**Directive:** Count the lines in the records below that contain the string "detect", with case taken into account. Give only the number.

**Dataset entries:**
===

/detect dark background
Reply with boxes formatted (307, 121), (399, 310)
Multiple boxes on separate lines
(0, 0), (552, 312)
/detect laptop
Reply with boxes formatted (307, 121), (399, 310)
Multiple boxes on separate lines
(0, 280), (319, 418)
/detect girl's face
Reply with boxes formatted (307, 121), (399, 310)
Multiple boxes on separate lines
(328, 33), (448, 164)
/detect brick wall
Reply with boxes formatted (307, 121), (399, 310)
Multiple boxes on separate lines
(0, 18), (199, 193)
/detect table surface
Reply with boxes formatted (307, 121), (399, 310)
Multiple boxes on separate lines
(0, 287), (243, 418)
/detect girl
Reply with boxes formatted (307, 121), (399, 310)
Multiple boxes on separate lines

===

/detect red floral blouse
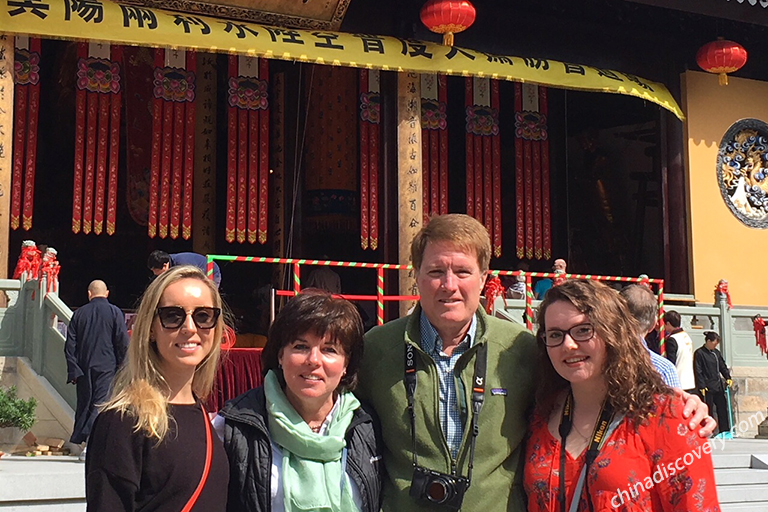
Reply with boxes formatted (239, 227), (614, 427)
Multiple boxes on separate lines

===

**Completed task:** 7